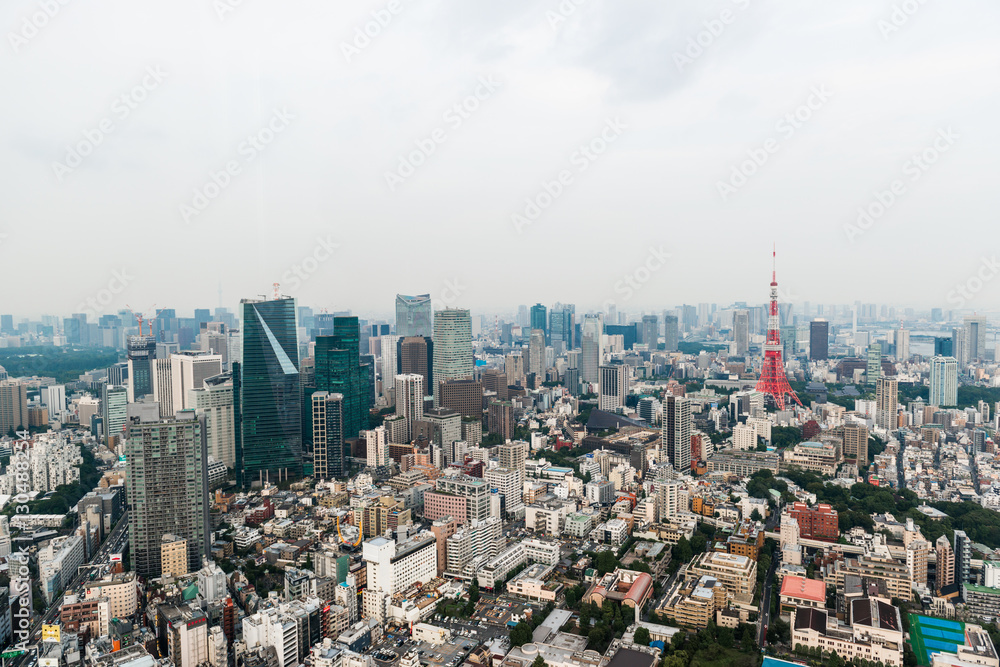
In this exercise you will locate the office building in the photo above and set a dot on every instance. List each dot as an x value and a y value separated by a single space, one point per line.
13 406
975 337
741 332
267 386
114 409
453 359
167 490
873 369
676 432
329 454
189 370
612 386
819 339
141 352
539 320
670 332
536 353
886 403
410 400
415 355
413 315
213 403
590 347
944 382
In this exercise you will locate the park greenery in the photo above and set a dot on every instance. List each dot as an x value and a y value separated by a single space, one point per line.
65 364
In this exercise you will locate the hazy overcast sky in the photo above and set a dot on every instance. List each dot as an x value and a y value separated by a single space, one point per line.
200 76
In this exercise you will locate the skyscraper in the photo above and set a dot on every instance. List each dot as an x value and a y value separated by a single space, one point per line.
975 337
886 402
873 370
413 315
416 355
141 357
902 344
167 489
329 456
590 344
539 320
268 391
670 332
613 386
819 339
410 400
339 370
963 560
14 406
676 432
741 332
650 331
944 382
536 354
453 359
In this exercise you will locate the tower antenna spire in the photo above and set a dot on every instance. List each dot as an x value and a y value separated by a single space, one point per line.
773 380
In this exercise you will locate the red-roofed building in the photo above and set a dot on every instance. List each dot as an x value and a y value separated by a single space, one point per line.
802 592
816 523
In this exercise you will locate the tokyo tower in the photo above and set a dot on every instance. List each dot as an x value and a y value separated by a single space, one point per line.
773 380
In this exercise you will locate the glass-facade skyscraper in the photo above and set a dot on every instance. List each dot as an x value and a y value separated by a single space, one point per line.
339 370
267 384
413 315
167 489
453 358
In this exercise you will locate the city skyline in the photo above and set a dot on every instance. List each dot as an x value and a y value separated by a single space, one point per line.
688 159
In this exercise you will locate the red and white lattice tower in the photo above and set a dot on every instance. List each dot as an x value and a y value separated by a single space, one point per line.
773 380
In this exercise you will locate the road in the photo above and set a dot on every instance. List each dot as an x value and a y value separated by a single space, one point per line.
765 604
114 544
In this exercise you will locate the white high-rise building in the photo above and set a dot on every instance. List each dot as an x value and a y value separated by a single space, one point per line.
886 403
215 401
376 447
409 388
163 386
387 347
453 358
944 382
613 386
54 398
393 567
189 370
591 331
676 432
536 354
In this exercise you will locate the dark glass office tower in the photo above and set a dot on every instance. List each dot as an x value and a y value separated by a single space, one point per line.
141 357
339 370
270 413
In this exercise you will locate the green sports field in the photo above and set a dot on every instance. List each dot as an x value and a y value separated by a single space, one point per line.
933 635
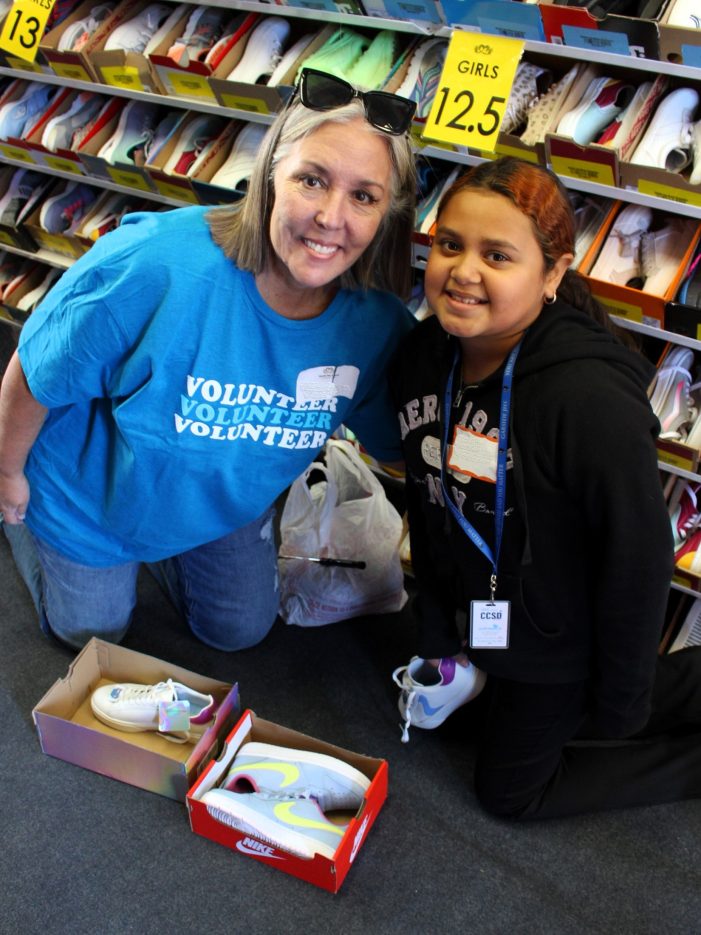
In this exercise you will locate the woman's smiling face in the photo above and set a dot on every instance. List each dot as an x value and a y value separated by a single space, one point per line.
332 191
486 277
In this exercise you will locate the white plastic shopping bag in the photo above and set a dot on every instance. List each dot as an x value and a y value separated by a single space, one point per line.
346 520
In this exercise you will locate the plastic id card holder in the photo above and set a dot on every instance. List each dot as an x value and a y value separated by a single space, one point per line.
489 624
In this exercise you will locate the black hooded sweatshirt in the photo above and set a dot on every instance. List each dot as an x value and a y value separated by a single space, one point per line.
586 557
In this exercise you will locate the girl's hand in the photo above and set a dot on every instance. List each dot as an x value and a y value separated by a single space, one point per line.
14 498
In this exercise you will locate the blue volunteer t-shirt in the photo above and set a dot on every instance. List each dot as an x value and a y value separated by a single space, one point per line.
181 405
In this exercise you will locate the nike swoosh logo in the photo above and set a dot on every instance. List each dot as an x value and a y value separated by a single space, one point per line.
240 846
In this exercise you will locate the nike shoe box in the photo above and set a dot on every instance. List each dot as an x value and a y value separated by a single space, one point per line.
69 730
320 870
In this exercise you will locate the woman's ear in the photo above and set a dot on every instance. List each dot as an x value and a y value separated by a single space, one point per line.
553 277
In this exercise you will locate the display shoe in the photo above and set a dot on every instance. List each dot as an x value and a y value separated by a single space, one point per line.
135 34
690 290
603 100
31 299
695 135
662 252
589 216
133 135
666 143
194 138
17 115
421 81
59 131
289 59
690 631
231 36
429 695
670 393
263 51
178 13
62 213
236 169
204 28
170 708
263 767
619 260
530 82
22 185
295 825
617 132
374 65
338 54
77 35
685 13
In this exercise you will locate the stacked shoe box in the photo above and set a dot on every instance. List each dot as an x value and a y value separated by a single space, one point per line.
123 61
182 74
612 291
76 64
625 35
69 730
117 712
327 870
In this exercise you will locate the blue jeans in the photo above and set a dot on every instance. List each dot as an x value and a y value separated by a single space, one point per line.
227 590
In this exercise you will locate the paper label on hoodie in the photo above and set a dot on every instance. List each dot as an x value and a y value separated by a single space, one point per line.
474 454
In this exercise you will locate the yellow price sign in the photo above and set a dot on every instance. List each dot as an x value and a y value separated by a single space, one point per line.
474 87
24 26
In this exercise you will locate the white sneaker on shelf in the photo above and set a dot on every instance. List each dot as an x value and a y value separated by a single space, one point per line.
666 143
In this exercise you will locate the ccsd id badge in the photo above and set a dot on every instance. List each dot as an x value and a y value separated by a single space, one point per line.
489 624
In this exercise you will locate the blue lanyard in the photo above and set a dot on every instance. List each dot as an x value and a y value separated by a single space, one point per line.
500 493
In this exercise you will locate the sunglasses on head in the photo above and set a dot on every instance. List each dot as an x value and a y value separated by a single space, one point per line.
388 112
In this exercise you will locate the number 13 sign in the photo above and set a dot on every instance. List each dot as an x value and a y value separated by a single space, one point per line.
473 90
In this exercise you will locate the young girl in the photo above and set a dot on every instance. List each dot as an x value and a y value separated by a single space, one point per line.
535 508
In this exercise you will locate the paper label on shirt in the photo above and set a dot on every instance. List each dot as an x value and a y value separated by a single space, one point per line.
326 383
489 624
474 454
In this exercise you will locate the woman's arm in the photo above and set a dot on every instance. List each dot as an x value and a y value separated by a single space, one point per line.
21 418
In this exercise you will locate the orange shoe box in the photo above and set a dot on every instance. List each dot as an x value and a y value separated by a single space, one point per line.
69 730
325 873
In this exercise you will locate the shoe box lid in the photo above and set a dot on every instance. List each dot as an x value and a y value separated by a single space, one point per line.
77 65
623 35
679 44
323 872
69 731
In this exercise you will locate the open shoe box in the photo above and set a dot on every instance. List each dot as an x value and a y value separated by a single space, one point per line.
602 164
259 98
170 184
131 71
328 874
623 35
625 301
192 81
68 729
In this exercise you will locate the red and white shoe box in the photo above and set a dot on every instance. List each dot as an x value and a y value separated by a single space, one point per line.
68 729
625 301
325 873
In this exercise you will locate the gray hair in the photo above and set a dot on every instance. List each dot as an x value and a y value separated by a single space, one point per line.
242 229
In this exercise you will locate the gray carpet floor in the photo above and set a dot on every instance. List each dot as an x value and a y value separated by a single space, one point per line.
86 855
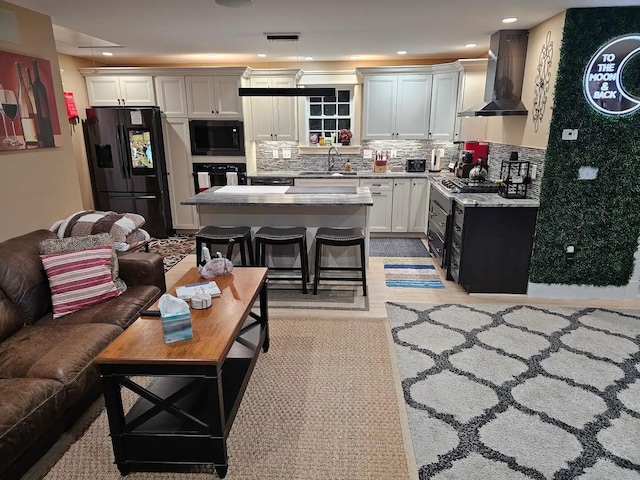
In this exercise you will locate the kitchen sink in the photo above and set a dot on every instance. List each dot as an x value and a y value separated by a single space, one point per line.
331 173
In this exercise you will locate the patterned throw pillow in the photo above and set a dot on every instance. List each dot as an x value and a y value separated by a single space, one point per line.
79 279
74 244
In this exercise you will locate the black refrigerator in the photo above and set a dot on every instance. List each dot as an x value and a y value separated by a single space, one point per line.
128 171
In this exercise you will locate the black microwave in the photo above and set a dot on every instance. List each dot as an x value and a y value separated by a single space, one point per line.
217 137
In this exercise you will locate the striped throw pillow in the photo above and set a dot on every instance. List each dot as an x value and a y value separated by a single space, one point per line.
79 279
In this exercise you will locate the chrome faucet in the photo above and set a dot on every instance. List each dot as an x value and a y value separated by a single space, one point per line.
330 157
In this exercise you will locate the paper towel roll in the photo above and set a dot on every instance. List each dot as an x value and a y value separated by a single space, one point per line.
203 181
232 178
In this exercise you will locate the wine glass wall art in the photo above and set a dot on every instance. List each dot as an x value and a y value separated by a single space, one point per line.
27 103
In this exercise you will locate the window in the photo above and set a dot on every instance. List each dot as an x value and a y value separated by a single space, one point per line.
327 115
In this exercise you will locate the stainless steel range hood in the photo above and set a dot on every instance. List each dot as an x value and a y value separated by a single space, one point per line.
505 74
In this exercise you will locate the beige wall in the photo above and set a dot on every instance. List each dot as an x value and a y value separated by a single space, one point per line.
73 82
37 187
521 130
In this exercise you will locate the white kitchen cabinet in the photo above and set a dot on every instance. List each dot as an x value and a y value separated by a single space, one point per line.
418 201
401 198
118 91
274 118
172 95
396 107
444 106
179 169
213 97
381 212
327 182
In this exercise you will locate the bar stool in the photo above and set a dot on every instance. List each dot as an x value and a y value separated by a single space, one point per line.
229 236
341 237
284 236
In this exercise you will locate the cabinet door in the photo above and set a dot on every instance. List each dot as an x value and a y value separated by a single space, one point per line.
172 96
285 111
444 104
262 115
200 97
137 91
104 91
418 204
380 92
401 194
412 106
227 101
180 178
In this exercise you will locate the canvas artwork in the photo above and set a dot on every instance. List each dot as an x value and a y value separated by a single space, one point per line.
29 118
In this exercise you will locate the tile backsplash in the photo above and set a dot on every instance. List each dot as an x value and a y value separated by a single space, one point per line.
404 149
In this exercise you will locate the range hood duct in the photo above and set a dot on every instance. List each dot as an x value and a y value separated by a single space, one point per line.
505 74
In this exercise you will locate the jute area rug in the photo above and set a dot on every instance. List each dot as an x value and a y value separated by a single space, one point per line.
519 392
321 404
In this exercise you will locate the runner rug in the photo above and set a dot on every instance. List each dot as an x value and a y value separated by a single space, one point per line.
321 404
520 392
411 273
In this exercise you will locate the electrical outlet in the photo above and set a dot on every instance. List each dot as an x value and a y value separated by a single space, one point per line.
570 134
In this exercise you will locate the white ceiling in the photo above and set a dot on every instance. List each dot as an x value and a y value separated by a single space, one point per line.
177 32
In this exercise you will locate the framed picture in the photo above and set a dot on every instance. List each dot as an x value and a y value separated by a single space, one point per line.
29 116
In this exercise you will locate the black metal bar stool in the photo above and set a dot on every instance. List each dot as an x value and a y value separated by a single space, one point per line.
342 237
284 236
229 236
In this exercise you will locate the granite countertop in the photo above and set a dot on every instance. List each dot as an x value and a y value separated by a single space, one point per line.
358 174
482 199
275 196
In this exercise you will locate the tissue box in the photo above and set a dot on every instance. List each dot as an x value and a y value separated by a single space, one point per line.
176 327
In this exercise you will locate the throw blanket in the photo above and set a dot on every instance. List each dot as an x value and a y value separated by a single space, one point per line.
123 227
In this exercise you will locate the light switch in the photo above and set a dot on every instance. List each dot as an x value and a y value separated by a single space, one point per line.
570 134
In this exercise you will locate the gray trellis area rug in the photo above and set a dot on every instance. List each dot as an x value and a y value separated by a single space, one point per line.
520 392
397 247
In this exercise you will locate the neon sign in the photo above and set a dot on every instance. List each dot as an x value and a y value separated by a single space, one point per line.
602 82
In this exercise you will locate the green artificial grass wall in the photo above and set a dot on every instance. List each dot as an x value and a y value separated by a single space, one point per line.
600 217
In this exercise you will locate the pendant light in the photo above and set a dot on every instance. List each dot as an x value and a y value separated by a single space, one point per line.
285 92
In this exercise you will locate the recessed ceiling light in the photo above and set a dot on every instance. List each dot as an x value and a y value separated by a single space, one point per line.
234 3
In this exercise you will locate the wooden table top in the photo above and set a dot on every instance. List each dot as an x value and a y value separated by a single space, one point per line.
214 328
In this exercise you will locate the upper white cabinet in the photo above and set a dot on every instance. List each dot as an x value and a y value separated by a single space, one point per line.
444 106
274 118
118 91
171 95
396 107
213 96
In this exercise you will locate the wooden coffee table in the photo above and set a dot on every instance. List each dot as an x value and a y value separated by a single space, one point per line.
184 416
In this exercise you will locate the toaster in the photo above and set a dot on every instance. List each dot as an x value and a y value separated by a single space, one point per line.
416 165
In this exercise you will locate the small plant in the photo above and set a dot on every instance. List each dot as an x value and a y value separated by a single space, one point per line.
344 135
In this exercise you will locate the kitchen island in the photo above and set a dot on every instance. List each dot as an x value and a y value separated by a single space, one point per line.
284 206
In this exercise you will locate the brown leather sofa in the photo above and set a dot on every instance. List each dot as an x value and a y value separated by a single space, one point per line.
47 374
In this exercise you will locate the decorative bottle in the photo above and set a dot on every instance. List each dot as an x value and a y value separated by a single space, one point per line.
42 107
27 115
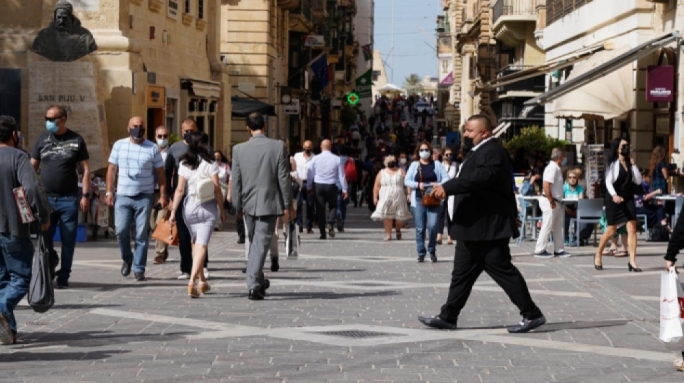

▶ What the task asks
Pull out every line of the data that contains the word "area", matching case exactly.

▶ Reply to the exercise
In this exercise you will locate the jute area rug in the photo above and set a dot on every instance. List each dot as an x value and a y value separated by a single space, one point per line.
In this exercise you will locate the gray trellis area rug in the photo above and set a dot on every instance. List each dot as an x value and a y value separated by a single space, one point per line.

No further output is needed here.